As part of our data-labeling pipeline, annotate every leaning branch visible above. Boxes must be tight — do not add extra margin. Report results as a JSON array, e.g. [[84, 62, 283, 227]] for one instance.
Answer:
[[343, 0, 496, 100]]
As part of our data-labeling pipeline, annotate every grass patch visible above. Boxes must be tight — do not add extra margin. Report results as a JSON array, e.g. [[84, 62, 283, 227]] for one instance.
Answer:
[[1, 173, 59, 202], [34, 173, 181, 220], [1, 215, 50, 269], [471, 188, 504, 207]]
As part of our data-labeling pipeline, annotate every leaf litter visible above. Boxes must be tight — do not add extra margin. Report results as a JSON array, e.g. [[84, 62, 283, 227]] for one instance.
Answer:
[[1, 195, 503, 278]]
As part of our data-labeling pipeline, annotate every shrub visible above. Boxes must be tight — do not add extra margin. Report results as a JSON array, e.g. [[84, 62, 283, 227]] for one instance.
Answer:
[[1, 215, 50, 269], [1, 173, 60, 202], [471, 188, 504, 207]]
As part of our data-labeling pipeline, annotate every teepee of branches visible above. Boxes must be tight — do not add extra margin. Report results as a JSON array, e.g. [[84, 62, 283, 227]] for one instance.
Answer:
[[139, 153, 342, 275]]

#### [ACTIVITY]
Each line of the listing is to be repeated without alteration.

#### [RESPONSE TO THIS EXERCISE]
As part of our data-labeling pipeline, annotate every leaning branch visible above. Boxes must be tight — do not add extra margin. Report results as a JSON array, e.g. [[84, 62, 283, 227]] for one instance.
Answer:
[[343, 0, 496, 100]]
As part of our data-labeling pipeline, annotate every grass patch visible above. Boxes must be tight — do not add extra margin. Report results as a JSON array, e.g. [[84, 62, 283, 227]] for one instance.
Answer:
[[1, 173, 59, 202], [34, 173, 181, 220], [1, 215, 50, 269], [471, 188, 504, 207]]
As part of our data-labeling pipeline, annotate every leaf litter visible above. Boxes must be tight — do not add extra margin. Report results as a JSON array, e.g. [[84, 62, 283, 227]] for one instance.
Answer:
[[1, 195, 503, 278]]
As part of our data-labeling pipeline, annotate every shrub visible above. Boxes must be tight — do not add extra margin. Report results as a JSON array, e.g. [[84, 62, 283, 227]] for one instance.
Answer:
[[1, 215, 50, 269], [1, 173, 60, 202], [471, 188, 504, 207]]
As part of our data-labeling pipeline, annotate every teepee of branches visible above. Boxes must be tight — do not add extra margin. Report results as a JSON array, e.g. [[84, 62, 283, 227]] for one instance.
Answer:
[[139, 153, 342, 275]]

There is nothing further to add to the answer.